What you return must be the full data, repeated verbatim, with no pictures in it.

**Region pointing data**
⁂

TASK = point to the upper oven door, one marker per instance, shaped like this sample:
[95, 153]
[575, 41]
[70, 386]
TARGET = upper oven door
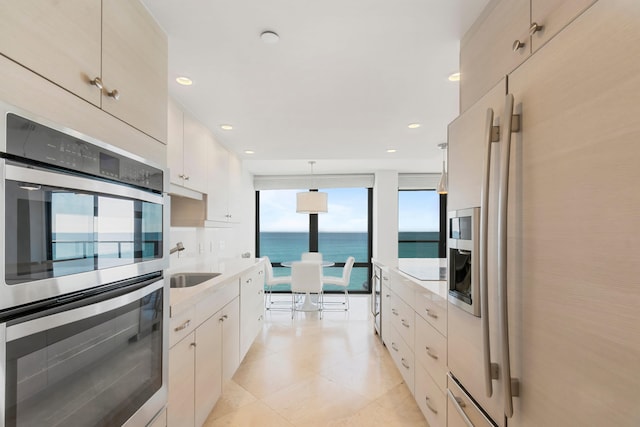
[64, 233]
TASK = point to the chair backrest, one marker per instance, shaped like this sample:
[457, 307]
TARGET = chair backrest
[306, 276]
[268, 268]
[346, 271]
[311, 256]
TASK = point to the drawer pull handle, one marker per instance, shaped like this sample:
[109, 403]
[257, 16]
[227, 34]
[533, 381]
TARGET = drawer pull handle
[115, 95]
[517, 45]
[534, 28]
[97, 82]
[431, 408]
[185, 325]
[433, 356]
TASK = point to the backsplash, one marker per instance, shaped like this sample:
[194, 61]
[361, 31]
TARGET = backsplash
[206, 249]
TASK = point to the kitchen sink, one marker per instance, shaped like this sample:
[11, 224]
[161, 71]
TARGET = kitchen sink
[186, 280]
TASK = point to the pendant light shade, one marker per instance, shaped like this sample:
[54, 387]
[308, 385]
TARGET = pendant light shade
[443, 185]
[311, 202]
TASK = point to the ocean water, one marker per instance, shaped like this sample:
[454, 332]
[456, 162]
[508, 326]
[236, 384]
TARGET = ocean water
[336, 247]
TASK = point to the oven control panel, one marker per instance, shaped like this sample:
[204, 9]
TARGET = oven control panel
[33, 141]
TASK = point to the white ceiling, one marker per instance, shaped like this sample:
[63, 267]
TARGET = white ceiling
[339, 87]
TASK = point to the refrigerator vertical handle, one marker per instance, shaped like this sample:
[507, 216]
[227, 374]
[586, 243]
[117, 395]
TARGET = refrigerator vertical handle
[509, 125]
[491, 136]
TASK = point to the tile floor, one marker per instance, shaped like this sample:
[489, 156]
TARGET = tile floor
[317, 372]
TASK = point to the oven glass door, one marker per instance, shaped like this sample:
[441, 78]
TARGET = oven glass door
[57, 225]
[94, 365]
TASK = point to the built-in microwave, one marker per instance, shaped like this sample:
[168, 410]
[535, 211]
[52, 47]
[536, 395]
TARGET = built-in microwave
[464, 286]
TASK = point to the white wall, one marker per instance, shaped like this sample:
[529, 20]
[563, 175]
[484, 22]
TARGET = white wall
[385, 218]
[212, 249]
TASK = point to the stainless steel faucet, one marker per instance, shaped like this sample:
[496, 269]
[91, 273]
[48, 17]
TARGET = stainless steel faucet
[179, 247]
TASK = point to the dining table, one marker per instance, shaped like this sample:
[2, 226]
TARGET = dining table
[308, 304]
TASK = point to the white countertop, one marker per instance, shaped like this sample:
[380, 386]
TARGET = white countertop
[181, 298]
[424, 269]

⁂

**Completed task**
TASK = point to the upper oven door, one marker per instance, shaped like this sample:
[95, 153]
[575, 41]
[70, 386]
TARGET = upper oven door
[64, 233]
TASK = point to the chair backrest, one marker per instance, shaped like this sample:
[457, 307]
TARGET = chair backrest
[306, 276]
[268, 268]
[346, 271]
[311, 256]
TASK = point to the drawer pull handle, one marker per instance, shaped like this sample:
[109, 403]
[257, 16]
[227, 34]
[533, 381]
TARGET = drawer pull handle
[115, 95]
[517, 45]
[534, 28]
[97, 82]
[431, 408]
[185, 325]
[433, 356]
TASK = point to the backsplash, one marker per instance, shaped like this sample:
[194, 61]
[361, 31]
TARGET = backsplash
[206, 249]
TASK = point to the kitchen sink, one marker per instance, shaped like this sample:
[11, 224]
[161, 71]
TARGET = kitchen sink
[186, 280]
TASK = point to the pendant light shade, one marker per instance, shaped like this sample:
[54, 387]
[308, 385]
TARGET = pendant light shade
[443, 185]
[311, 202]
TASK = point to the ocean water, one marker per instance, shaped like this sample:
[454, 332]
[456, 162]
[508, 326]
[236, 384]
TARGET = ocean water
[336, 247]
TASK = point to the oven control panel, one marker per instance, shaped like this sample:
[204, 9]
TARGET = oven control panel
[33, 141]
TASK = point to the white ceiling, one marker per instance, shaped like this sample:
[63, 267]
TARGET = white ceiling
[339, 87]
TASK = point to the refrigerator vertical handle, one marker per instance, shaped like this sample:
[507, 216]
[227, 374]
[586, 243]
[117, 395]
TARGET = refrigerator vertical handle
[509, 125]
[491, 136]
TASK = point to the tile floor, one marker per instance, shaped like this sample:
[489, 156]
TARGET = tile floor
[317, 372]
TASK = point to the oven glass door, one marker per instance, shaped like this sample:
[441, 78]
TARGET = oven glass door
[57, 225]
[94, 365]
TASK = point to the built-in microwave, one marker per instance, shaped like this sample:
[168, 410]
[535, 211]
[52, 47]
[536, 395]
TARGET = built-in microwave
[464, 286]
TASK = point to the white wall, one marker per instance, shaped like this sample:
[529, 20]
[563, 175]
[484, 22]
TARGET = white wall
[385, 218]
[212, 249]
TASK = point to the stainless steel faucet, one marker per instance, shaped like this sample:
[496, 269]
[91, 273]
[48, 17]
TARGET = stainless steel faucet
[179, 247]
TASK = point to the dining table, one marker per instance, shaped like this sample:
[2, 226]
TARGET = dining table
[308, 304]
TASK = point to the white countertop, one marker per instance, shaped like this sample:
[380, 386]
TARGET = white countertop
[181, 298]
[424, 269]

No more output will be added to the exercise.